SOURCE DOCUMENT ▸
=======
This is an archive of the discontinued LLVM Phabricator instance.

Signal handling should be signal-safe
ClosedPublic

Authored by jfb on May 14 2018, 5:06 PM.

Details

Summary

Before this patch, signal handling wasn't signal safe. This leads to real-world
crashes. It used ManagedStatic inside of signals, this can allocate and can lead
to unexpected state when a signal occurs during llvm_shutdown (because
llvm_shutdown destroys the ManagedStatic). It also used cl::opt without custom
backing storage. Some de-allocation was performed as well. Acquiring a lock in a
signal handler is also a great way to deadlock.

We can't just disable signals on llvm_shutdown because the signals might do
useful work during that shutdown. We also can't just disable llvm_shutdown for
programs (instead of library uses of clang) because we'd have to then mark the
pointers as not leaked and make sure all the ManagedStatic uses are OK to leak
and remain so.

Move all of the code to lock-free datastructures instead, and avoid having any
of them in an inconsistent state. I'm not trying to be fancy, I'm not using any
explicit memory order because this code isn't hot. The only purpose of the
atomics is to guarantee that a signal firing on the same or a different thread
doesn't see an inconsistent state and crash. In some cases we might miss some
state (for example, we might fail to delete a temporary file), but that's fine.

Note that I haven't touched any of the backtrace support despite it not
technically being totally signal-safe. When that code is called we know
something bad is up and we don't expect to continue execution, so calling
something that e.g. sets errno is the least of our problems.

A similar patch should be applied to lib/Support/Windows/Signals.inc, but that
can be done separately.

rdar://problem/28010281

Diff Detail

Repository
rL LLVM

Event Timeline

jfb created this revision.May 14 2018, 5:06 PM
dexonsmith requested changes to this revision.May 14 2018, 6:10 PM

I wonder if there's some way to write a test for this. E.g., a unit test that registers a signal handler for SIGUSR1 and then does what used to be necessary to trigger a crash.

lib/Support/Unix/Signals.inc
90 ↗(On Diff #146722)

You've said that removing is not signal-safe, but removal itself is; that's not computing for me. It looks like insert and unregister are not signal-save, but removeAll is signal-safe -- should you use that terminology here?

109 ↗(On Diff #146722)

I think current style guidelines for functions are lowerCamelCase, so this should be "insert".

121–122 ↗(On Diff #146722)

"unregister" instead "Unregister"

133 ↗(On Diff #146722)

"removeAll" instead of "RemoveAll"

166 ↗(On Diff #146722)

Current style doesn't have us repeating the name of what's being documented.

If you're just matching the style in the file you can do a prep NFC commit that fixes the style elsewhere, but either way let's avoid the redundancy in the new code.

256 ↗(On Diff #146722)

Why did you lambda-fy this? (If it's unrelated to the patch, can you split it out into a separate NFC commit?)

Also, I would prefer spelling this as registerHandler (lower camel case) since it's callable.
=======
Source records ▸
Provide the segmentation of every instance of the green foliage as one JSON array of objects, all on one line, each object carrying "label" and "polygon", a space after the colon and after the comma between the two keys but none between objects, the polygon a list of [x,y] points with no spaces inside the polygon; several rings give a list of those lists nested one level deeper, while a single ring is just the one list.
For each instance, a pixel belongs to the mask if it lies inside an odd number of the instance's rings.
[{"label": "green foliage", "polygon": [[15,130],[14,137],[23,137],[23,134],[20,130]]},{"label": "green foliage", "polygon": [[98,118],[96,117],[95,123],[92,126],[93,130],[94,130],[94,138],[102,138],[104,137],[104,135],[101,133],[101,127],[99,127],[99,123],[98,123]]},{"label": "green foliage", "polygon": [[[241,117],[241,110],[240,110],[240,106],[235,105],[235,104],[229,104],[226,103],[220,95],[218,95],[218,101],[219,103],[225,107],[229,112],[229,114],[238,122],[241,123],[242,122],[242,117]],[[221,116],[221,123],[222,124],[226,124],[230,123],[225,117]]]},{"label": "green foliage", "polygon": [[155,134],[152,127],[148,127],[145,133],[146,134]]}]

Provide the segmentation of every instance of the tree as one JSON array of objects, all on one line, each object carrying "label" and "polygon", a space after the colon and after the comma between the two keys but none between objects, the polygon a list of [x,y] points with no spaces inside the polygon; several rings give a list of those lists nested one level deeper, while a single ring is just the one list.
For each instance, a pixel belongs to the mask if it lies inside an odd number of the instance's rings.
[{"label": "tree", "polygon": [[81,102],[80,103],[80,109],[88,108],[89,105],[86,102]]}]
=======
In the signal-handling patch review, which file does the summary say should get a similar patch separately?

lib/Support/Windows/Signals.inc